* START Page text *

If you do not follow the NBA, you might be surprised to learn that the man who assembled this team has not been fired. The Max Bialystock of this production is general manager Sam Hinkie, a 36-year-old stats maven who’s either a genius or someone with a genius for being called a genius. Hinkie holds an MBA from Stanford, and prior to joining the Sixers in 2013 spent nearly a decade apprenticing under Houston Rockets GM Daryl Morey, arguably the NBA’s most prominent evangelist of statistical analysis.

Hinkie is about as far from an insider as one can find in the clubby confines of professional hoops: He played no organized basketball past high school, and before arriving in the NBA he worked for Bain Capital, in Australia. By all accounts, he is exceptionally smart, and he’s nothing if not forward-thinking. In a profession where job security is as precarious as a Dwight Howard free throw, Hinkie—with the support of ownership in Philadelphia—has taken a long-game approach to roster construction that’s visionary, immoral, or both.

There’s a widely held belief that the worst thing an NBA team can be is mediocre. If you’re not great, then you might as well be terrible, as a horrible win-loss record is the ticket to the top of the draft lottery, where you just might find the sport’s next superstar. Well-managed teams realize this, and poorly run ones don’t (ladies and gentlemen, your 21st-century New York Knicks!), which means that sometimes very good teams will become very bad teams, as a stepping stone to vice versa. The best recent practitioners of this badness-to-goodness approach are the Oklahoma City Thunder, whose mid-2000s run of futility (partly as the Seattle Supersonics) landed them Kevin Durant, Russell Westbrook, Serge Ibaka, and the departed James Harden, and a renewed identity as a perennial contender.

But no organization has ever bottomed out quite as extravagantly as these Sixers, a team that drafts players who literally cannot play and trades players who can in order to draft more players who can’t. What the Sixers lack in flesh-and-blood basketball talent they make up for in that most alluring buzzword of the contemporary NBA: assets. The one inconvenience of that strategy is that the 2014-2015 Philadelphia 76ers exist, albeit barely, as an ongoing professional basketball concern. While the enlightened fan can be heartened by assets—future draft picks, promising youngsters on team-friendly contracts—he can’t root for them. In the meantime, the actual humans who wear Sixers uniforms recently lost 123-70 to the Mavericks, which wasn’t that bad a result considering they trailed 73-29 at halftime.

If you buy what Hinkie is selling, then that score is totally meaningless. The team’s collection of future picks is vertigo-inducing. If the Sixers draft wisely, if Carter-Williams continues to develop (either as a point guard or a trade chip), if cap space can lure quality free-agent veterans, if Noel and Embiid rise to anywhere near their speculative potential, then the Sixers could have a dominant team for years to come in the not-so-intimidating Eastern Conference, and maybe quicker than anyone thinks. But that’s an awful lot of ifs, and in the meantime good luck selling luxury boxes or even nosebleed seats to watch an unprotected 2017 first-round pick.

* END Page text *
* START Records supplied *

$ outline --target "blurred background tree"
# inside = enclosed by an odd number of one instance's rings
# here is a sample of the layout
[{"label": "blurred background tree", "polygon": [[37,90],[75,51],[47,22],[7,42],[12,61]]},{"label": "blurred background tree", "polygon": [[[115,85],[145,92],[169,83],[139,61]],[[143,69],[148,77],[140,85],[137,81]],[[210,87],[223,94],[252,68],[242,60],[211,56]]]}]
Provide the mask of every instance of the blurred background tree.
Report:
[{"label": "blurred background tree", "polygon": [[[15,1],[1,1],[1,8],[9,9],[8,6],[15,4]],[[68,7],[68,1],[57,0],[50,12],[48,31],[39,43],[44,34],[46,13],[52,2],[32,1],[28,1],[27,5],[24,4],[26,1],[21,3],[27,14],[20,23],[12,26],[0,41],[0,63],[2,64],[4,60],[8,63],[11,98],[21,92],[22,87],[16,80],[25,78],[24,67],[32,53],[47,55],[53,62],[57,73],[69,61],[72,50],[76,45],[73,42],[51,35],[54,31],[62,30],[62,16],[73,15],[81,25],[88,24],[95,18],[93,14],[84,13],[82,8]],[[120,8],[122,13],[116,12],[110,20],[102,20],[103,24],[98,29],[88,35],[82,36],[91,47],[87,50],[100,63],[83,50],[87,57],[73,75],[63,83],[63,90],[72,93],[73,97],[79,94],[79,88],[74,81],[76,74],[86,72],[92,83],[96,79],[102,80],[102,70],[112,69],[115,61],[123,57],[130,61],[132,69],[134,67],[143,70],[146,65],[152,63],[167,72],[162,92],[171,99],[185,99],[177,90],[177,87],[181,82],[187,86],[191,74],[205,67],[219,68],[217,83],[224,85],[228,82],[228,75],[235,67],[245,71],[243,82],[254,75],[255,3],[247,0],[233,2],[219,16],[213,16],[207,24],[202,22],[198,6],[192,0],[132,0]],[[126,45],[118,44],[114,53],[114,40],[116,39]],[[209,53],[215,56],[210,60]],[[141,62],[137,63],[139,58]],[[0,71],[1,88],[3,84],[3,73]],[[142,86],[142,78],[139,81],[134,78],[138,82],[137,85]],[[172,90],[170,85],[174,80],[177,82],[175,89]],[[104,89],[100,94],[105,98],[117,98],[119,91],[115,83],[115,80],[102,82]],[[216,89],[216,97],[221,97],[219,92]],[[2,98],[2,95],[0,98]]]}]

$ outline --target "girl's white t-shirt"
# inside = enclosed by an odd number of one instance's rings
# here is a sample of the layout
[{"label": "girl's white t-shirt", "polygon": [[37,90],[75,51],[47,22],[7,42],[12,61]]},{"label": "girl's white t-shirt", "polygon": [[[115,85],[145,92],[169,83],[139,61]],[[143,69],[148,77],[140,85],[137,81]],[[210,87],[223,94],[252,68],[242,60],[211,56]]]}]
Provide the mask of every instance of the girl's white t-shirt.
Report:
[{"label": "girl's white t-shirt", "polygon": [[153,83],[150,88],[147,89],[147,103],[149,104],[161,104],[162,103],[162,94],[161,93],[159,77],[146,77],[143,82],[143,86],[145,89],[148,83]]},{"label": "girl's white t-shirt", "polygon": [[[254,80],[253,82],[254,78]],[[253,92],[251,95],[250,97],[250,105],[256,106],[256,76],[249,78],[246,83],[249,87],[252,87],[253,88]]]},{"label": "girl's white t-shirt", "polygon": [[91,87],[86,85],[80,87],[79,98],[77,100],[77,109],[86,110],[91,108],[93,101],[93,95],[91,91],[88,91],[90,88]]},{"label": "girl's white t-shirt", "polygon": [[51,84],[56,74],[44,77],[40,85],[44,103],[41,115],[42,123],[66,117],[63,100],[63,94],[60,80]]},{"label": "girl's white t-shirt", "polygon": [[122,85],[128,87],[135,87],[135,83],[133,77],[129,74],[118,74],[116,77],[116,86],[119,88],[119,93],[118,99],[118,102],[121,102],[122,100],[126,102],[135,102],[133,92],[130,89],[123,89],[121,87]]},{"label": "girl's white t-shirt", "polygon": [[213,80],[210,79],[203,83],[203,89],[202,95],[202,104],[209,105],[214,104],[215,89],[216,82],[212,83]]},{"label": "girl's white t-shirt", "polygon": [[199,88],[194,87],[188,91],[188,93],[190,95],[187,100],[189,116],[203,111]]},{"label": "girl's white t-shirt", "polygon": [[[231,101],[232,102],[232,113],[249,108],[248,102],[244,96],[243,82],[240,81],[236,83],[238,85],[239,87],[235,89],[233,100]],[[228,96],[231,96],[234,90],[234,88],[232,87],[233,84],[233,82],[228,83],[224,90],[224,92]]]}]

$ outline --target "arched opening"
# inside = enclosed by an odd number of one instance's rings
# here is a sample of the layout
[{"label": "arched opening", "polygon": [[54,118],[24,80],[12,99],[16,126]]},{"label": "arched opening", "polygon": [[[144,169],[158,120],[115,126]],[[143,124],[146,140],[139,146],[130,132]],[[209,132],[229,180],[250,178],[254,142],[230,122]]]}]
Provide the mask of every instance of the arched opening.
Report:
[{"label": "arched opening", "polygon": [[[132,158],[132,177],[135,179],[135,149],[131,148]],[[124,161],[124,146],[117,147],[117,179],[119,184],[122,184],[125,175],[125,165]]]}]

* END Records supplied *

— Work to do —
- a) Print the part of the Sixers article that begins at the words "There’s a widely" and stops after "a perennial contender.", reproducing it word for word.
- b) According to the Sixers article, why would an NBA team rather be terrible than mediocre? Answer in one to three sentences.

— Exercise responses —
- a)
There’s a widely held belief that the worst thing an NBA team can be is mediocre. If you’re not great, then you might as well be terrible, as a horrible win-loss record is the ticket to the top of the draft lottery, where you just might find the sport’s next superstar. Well-managed teams realize this, and poorly run ones don’t (ladies and gentlemen, your 21st-century New York Knicks!), which means that sometimes very good teams will become very bad teams, as a stepping stone to vice versa. The best recent practitioners of this badness-to-goodness approach are the Oklahoma City Thunder, whose mid-2000s run of futility (partly as the Seattle Supersonics) landed them Kevin Durant, Russell Westbrook, Serge Ibaka, and the departed James Harden, and a renewed identity as a perennial contender.

- b) A horrible win-loss record gets a team to the top of the draft lottery, where it might find the sport's next superstar. A mediocre team gets neither success nor that chance.